**Exercise aim:** Format everything from the line containing "Tight boxes only — no extra padding. Annotate the tall" down to the line containing "[664,211,692,250]", both included, as a JSON list of strings, one string per line, omitting blank lines and the pictures.

**Data records:**
● ● ● ● ●

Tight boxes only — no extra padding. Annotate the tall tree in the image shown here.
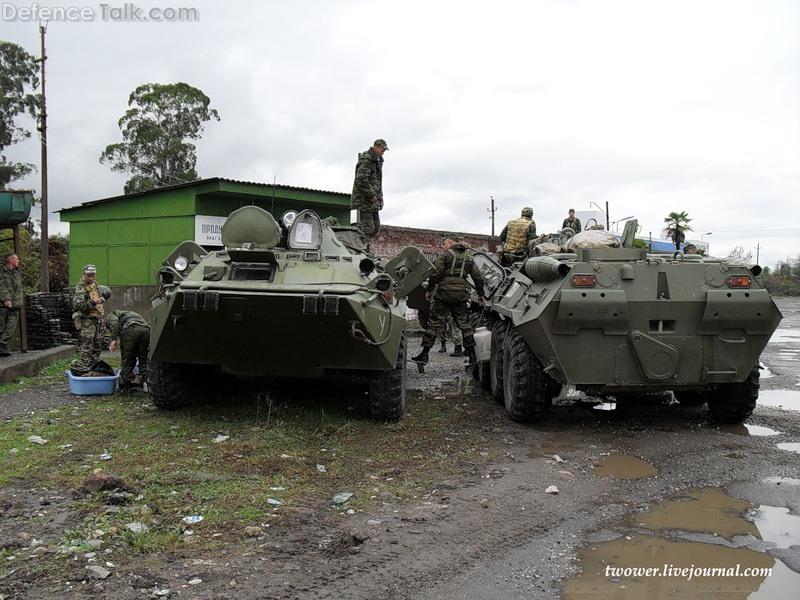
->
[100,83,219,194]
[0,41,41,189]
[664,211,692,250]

● ● ● ● ●

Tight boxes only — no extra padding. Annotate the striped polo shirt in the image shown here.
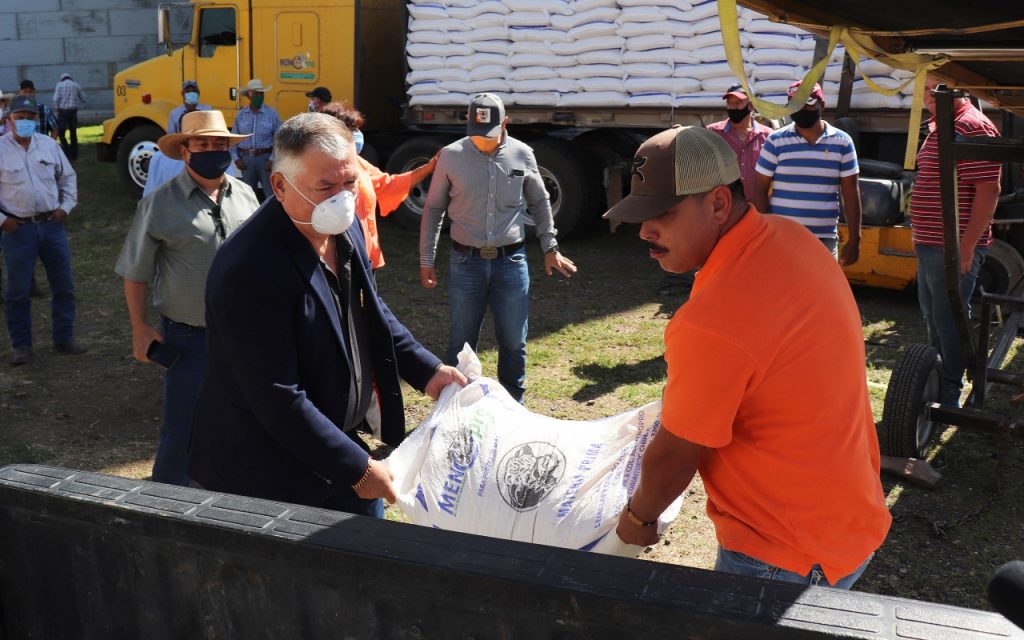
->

● ● ● ● ●

**Task output:**
[
  "Tight boxes only — no extra padding. Annotate the tall tree in the image shown here.",
  "->",
  "[100,83,219,194]",
  "[0,41,41,189]",
  "[664,211,692,250]"
]